— PROBLEM TO WORK ON —
Go to the line that contains "of the curled" and extract it along with every line after it, exactly, through the end of the data below.

— RECORDS SUPPLIED —
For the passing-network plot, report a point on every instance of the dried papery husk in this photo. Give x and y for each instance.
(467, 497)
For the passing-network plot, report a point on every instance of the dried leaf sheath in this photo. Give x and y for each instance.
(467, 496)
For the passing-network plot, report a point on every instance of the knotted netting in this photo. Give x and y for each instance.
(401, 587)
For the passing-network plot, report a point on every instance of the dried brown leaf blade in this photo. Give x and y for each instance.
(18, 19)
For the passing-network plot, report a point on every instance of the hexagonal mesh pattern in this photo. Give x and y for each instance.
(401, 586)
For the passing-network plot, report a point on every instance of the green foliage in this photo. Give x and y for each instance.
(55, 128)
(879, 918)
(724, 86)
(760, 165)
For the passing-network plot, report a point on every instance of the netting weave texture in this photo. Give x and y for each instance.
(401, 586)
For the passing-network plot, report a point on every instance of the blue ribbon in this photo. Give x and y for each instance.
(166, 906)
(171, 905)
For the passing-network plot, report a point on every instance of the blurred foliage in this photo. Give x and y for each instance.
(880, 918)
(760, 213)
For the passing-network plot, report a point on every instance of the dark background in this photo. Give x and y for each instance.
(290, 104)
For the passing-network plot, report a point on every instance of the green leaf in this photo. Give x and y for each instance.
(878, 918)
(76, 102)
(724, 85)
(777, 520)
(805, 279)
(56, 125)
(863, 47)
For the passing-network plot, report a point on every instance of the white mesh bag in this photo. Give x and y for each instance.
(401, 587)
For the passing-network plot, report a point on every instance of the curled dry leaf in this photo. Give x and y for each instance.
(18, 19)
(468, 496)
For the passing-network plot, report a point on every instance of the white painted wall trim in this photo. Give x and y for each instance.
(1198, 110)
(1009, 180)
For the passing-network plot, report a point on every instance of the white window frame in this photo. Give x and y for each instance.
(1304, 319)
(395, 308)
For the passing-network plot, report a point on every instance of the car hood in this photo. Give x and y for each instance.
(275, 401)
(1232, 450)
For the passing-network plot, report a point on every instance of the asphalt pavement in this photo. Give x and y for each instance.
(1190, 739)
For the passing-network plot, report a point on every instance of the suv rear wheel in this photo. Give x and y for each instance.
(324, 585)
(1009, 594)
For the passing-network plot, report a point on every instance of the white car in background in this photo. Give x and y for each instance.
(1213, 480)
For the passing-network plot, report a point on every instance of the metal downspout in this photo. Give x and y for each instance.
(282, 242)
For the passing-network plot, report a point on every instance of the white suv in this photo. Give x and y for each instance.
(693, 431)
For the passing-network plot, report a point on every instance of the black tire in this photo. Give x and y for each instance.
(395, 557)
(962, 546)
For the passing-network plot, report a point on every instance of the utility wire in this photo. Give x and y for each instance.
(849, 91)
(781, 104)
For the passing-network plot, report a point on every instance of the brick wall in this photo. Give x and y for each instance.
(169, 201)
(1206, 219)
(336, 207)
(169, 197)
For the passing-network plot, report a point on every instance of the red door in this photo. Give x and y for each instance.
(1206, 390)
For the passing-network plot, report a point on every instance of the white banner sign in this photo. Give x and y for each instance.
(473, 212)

— OUTPUT FOR THIS TASK —
For the passing-network plot, report a point on every instance of the curled dry leaf in this photo. Give x and y for each instance.
(18, 19)
(468, 496)
For the passing-network plot, report a point on every instance of the white painted wall trim in this photo. Give x and y for each instance.
(1198, 110)
(1009, 180)
For the passing-network plot, report a point on every instance of the white window frame in this photo. Give x and y for each instance.
(1304, 319)
(395, 308)
For the passing-network plot, report a point on every instance of the car hood in this photo. Give x and y for each instance.
(275, 401)
(1232, 450)
For the passing-network plot, report a point on every instance of the asphalt pavement in this photo. Give x and y for each instance.
(1190, 739)
For the passing-network plot, report a point on every instance of the suv rear wheel in this photo. Give x and y for each instance.
(324, 585)
(1009, 594)
For the passing-network plot, report a point on every instance of the white car in background in this photo. Give x and y for each instance.
(1213, 480)
For the passing-network plot, report a point on every instance of the metal downspout in this photo. Give x and y for each instance.
(282, 242)
For the passing-network plot, report a point on every instance of the white suv in this photo. Give x and y for each instance.
(693, 431)
For the passing-network plot, report a point on every instance of the black tire in this photo. Give x and y for each instance.
(395, 557)
(962, 546)
For the passing-network plot, report a point on every instance of the utility wire in this photo. Give x and y for each instance.
(849, 91)
(781, 104)
For the passing-network plot, report a point on every instance of the brick wall in this photo. Give x and y for each instance.
(169, 201)
(1206, 219)
(336, 207)
(169, 197)
For the passing-network plot, report a point on every instance of the red door in this photo. Give x and y for each instance.
(1206, 390)
For the passing-network plot, report a point on every instance of the white banner sign in this photo. Give x and y for each instance.
(473, 212)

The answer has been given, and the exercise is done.